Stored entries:

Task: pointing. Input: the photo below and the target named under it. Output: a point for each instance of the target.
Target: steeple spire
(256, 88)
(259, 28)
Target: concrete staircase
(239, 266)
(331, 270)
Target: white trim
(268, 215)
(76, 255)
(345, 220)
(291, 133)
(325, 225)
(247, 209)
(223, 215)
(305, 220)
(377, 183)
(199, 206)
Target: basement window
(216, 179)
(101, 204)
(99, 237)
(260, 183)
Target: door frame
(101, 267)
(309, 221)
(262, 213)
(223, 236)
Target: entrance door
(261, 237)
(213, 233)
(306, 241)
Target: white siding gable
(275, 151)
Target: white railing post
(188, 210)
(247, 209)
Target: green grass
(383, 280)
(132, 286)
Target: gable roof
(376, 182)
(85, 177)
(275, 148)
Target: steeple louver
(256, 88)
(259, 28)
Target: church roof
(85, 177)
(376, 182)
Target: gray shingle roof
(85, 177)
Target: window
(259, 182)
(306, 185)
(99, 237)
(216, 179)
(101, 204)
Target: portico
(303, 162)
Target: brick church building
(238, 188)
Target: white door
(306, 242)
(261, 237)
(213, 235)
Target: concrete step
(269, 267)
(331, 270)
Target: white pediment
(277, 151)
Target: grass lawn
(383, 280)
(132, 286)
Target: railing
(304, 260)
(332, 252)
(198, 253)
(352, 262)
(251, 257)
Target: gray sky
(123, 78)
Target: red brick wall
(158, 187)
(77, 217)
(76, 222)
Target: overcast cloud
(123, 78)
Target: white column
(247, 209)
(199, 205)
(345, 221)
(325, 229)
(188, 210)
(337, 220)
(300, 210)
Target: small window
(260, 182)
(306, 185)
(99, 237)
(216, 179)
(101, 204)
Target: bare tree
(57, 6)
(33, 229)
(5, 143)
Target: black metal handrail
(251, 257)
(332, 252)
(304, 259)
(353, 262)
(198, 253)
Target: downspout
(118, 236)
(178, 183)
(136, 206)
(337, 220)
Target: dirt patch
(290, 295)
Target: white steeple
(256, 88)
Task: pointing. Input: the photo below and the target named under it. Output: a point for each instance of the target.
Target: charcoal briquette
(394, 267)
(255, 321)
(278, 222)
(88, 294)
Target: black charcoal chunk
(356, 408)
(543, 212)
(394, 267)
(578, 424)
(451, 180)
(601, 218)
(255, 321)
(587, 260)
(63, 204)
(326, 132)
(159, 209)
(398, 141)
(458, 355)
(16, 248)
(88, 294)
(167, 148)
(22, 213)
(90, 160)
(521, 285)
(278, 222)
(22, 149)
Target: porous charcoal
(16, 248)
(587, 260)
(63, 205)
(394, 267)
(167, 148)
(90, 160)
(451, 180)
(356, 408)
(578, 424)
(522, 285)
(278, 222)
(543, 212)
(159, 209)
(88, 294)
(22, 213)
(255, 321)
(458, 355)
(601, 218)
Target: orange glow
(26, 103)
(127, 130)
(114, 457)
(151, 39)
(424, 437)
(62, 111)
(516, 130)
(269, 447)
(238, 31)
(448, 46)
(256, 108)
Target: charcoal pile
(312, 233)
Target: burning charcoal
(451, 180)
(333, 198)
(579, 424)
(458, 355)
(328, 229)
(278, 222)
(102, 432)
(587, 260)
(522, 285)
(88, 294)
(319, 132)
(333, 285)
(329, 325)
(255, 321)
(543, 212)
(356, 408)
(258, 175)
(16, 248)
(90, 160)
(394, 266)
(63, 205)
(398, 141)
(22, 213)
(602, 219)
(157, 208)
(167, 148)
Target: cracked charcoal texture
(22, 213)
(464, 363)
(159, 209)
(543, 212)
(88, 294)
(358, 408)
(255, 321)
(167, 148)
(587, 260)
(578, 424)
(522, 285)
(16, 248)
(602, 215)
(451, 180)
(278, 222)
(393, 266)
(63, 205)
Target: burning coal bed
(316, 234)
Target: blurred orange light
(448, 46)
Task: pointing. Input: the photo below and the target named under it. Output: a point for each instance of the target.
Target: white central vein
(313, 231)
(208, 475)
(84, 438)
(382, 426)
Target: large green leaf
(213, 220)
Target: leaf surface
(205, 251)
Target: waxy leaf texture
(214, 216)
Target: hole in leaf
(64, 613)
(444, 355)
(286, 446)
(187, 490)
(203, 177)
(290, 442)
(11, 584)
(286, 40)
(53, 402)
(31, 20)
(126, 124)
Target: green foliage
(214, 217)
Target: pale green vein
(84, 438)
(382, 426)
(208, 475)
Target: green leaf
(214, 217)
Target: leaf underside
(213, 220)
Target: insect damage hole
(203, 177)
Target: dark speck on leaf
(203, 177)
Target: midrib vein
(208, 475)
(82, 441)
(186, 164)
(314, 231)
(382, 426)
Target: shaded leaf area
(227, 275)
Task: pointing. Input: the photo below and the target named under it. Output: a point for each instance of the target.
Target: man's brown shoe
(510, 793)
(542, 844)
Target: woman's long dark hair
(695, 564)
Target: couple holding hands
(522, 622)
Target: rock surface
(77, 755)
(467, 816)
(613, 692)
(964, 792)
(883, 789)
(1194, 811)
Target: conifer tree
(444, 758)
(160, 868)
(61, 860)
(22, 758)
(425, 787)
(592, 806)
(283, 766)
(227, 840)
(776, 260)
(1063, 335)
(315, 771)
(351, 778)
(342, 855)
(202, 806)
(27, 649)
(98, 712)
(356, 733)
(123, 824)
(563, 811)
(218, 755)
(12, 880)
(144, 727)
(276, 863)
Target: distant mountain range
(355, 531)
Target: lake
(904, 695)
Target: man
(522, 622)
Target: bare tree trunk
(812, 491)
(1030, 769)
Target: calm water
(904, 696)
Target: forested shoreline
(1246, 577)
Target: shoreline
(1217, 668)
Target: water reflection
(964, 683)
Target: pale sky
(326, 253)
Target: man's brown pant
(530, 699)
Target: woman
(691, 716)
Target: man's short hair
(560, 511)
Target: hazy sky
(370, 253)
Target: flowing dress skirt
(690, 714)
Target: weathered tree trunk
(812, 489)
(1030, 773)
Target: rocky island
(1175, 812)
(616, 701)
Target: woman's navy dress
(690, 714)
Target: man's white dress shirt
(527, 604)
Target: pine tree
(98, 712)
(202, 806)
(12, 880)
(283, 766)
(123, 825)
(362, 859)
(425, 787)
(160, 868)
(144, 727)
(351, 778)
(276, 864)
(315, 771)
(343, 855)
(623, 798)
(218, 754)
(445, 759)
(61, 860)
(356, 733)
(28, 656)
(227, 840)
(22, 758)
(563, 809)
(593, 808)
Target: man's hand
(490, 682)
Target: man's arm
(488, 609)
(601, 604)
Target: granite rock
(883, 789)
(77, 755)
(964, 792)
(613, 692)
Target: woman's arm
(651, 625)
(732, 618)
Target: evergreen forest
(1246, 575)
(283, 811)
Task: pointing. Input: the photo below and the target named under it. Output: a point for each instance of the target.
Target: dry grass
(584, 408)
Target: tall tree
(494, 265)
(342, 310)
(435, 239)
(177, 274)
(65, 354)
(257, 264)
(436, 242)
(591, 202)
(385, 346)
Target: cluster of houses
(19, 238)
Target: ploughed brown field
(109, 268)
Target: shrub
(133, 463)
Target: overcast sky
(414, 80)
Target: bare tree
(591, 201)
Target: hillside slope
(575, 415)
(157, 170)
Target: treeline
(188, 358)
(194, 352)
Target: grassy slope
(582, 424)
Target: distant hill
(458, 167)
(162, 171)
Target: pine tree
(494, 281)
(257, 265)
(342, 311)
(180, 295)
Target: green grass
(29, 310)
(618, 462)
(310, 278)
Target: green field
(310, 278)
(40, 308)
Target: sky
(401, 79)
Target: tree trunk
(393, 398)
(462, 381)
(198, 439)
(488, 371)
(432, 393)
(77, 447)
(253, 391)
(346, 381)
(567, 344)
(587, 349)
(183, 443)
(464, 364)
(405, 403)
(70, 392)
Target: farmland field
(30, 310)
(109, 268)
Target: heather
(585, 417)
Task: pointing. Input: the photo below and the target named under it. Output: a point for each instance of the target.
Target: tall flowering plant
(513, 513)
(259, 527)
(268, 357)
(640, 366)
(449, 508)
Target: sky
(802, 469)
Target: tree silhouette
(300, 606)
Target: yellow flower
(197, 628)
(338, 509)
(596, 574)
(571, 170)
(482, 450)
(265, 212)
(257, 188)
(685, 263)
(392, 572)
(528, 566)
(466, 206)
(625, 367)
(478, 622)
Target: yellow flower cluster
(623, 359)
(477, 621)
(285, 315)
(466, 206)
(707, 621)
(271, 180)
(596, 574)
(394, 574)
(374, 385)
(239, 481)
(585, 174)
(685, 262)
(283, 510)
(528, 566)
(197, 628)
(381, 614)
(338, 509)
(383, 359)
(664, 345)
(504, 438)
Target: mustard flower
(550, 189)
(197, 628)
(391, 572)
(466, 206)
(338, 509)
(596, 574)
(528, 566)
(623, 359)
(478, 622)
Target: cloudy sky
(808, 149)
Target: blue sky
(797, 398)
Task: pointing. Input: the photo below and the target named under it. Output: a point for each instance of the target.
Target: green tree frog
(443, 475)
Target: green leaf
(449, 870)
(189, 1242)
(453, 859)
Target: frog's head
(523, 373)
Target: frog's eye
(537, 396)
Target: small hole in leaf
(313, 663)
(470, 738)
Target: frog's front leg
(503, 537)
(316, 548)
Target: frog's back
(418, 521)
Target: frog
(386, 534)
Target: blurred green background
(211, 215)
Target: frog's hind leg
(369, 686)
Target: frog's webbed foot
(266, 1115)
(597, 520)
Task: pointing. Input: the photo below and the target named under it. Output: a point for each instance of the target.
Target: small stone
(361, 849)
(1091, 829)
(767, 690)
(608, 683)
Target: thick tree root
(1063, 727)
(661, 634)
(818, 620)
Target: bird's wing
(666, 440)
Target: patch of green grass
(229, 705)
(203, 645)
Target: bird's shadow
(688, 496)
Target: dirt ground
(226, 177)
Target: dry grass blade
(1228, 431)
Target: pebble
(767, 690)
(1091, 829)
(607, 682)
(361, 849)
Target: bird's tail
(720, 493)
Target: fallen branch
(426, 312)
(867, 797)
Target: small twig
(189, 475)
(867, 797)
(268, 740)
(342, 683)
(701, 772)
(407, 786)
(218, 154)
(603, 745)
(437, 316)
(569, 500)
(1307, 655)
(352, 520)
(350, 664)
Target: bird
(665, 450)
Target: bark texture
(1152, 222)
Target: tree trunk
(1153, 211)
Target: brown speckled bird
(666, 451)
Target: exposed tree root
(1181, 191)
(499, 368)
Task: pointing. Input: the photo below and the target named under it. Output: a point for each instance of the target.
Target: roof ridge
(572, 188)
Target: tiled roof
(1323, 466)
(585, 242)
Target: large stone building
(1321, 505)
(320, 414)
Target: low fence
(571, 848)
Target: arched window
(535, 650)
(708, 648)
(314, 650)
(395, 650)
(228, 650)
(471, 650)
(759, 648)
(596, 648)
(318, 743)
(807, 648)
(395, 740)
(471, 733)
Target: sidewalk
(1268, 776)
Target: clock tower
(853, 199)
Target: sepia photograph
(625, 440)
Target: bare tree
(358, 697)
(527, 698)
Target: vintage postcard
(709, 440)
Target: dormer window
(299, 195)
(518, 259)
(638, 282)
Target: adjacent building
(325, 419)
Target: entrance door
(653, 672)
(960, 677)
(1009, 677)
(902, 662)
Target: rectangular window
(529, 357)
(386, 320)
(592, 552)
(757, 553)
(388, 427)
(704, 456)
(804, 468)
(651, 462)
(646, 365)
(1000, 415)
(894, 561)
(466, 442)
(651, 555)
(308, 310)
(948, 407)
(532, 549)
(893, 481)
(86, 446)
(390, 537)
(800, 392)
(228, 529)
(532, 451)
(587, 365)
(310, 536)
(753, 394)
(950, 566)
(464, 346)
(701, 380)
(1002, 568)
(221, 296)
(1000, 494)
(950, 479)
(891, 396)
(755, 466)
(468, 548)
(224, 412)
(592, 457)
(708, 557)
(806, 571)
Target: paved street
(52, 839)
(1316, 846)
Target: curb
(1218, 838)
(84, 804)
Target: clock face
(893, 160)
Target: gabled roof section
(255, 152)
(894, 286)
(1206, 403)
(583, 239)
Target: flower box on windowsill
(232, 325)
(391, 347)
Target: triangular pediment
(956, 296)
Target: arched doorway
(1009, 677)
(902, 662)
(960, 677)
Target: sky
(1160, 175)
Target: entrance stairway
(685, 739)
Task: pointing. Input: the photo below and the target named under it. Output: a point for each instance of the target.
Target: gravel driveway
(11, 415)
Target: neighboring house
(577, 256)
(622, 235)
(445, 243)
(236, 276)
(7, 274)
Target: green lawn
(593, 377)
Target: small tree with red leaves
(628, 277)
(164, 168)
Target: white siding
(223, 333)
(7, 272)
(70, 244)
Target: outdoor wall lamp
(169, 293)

* _PROBLEM TO WORK ON_
An exact copy of the lines from the one with "Target: gravel driveway" through the final line of the entries is the whole answer.

* _SOLVED PROBLEM_
Target: gravel driveway
(11, 415)
Target: neighboring house
(577, 256)
(622, 235)
(445, 243)
(236, 276)
(7, 274)
Target: green lawn
(593, 377)
Target: small tree with red leaves
(628, 277)
(164, 168)
Target: white siding
(223, 333)
(7, 272)
(70, 244)
Target: outdoor wall lamp
(169, 293)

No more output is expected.